**To do:** Please count the lines in the listing below that contain the string "shaped", with case counting, and reply with only that number.

[Data items]
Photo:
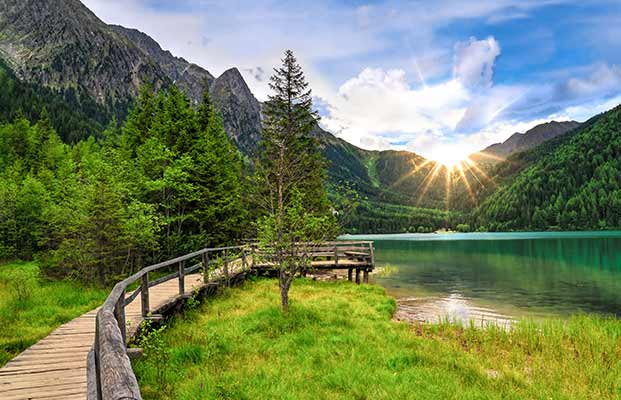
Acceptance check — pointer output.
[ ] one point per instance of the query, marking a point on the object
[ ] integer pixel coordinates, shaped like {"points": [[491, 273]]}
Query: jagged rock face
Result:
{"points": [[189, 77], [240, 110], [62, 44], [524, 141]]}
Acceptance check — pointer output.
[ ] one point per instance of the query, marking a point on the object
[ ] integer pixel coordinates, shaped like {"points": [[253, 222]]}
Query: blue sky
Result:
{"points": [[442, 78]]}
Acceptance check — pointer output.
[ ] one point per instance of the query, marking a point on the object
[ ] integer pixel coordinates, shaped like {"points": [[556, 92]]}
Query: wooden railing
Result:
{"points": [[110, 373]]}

* * *

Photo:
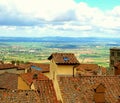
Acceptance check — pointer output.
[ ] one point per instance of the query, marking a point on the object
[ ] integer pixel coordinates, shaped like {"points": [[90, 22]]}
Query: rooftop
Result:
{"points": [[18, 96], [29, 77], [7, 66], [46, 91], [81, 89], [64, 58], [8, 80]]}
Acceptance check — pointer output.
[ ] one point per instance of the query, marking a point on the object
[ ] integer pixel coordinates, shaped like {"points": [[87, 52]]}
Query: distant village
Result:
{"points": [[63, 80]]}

* * *

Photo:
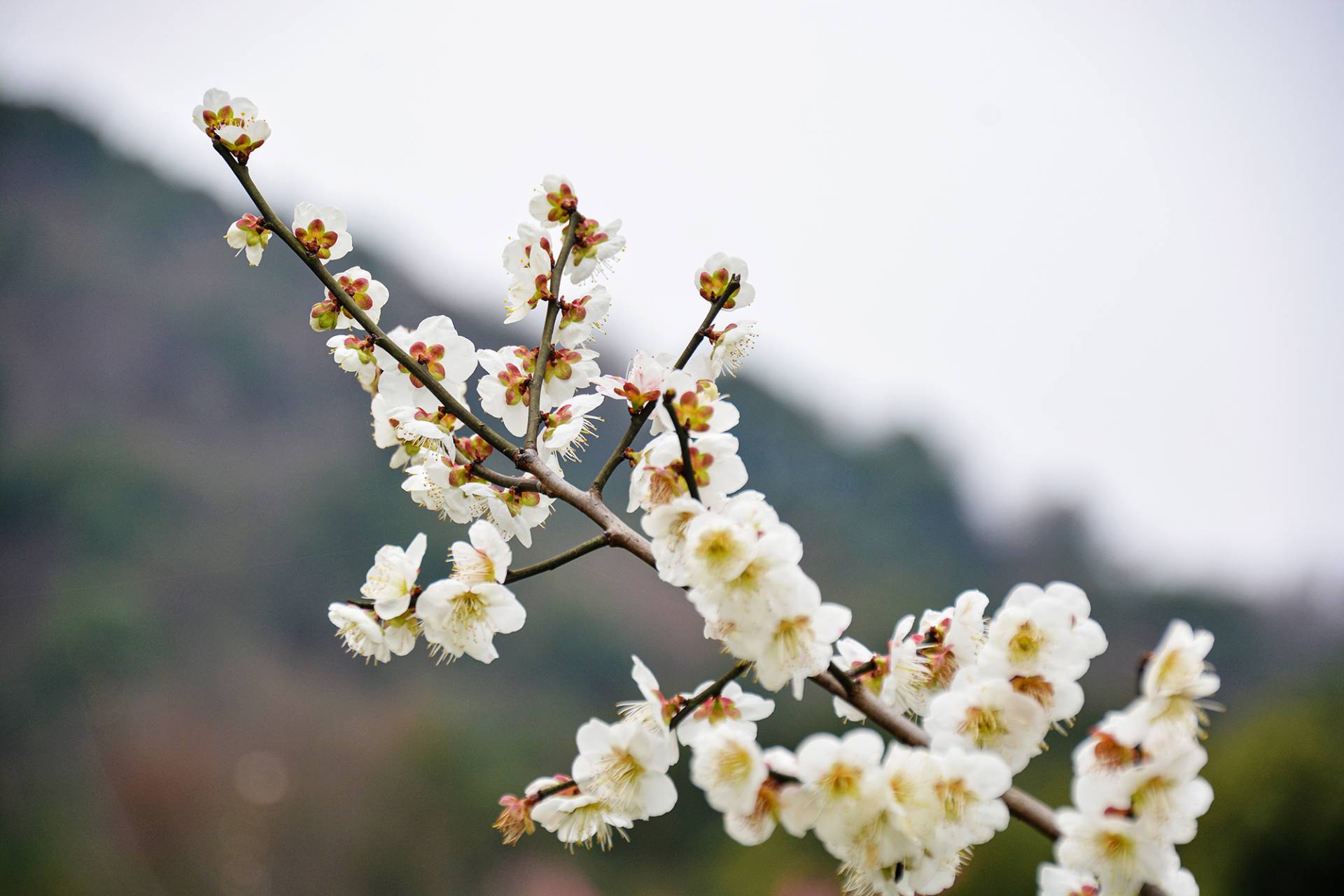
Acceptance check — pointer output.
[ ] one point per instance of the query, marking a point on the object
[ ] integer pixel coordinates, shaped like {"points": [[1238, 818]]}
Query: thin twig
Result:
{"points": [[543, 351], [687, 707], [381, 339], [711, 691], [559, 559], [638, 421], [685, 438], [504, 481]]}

**Written answer:** 6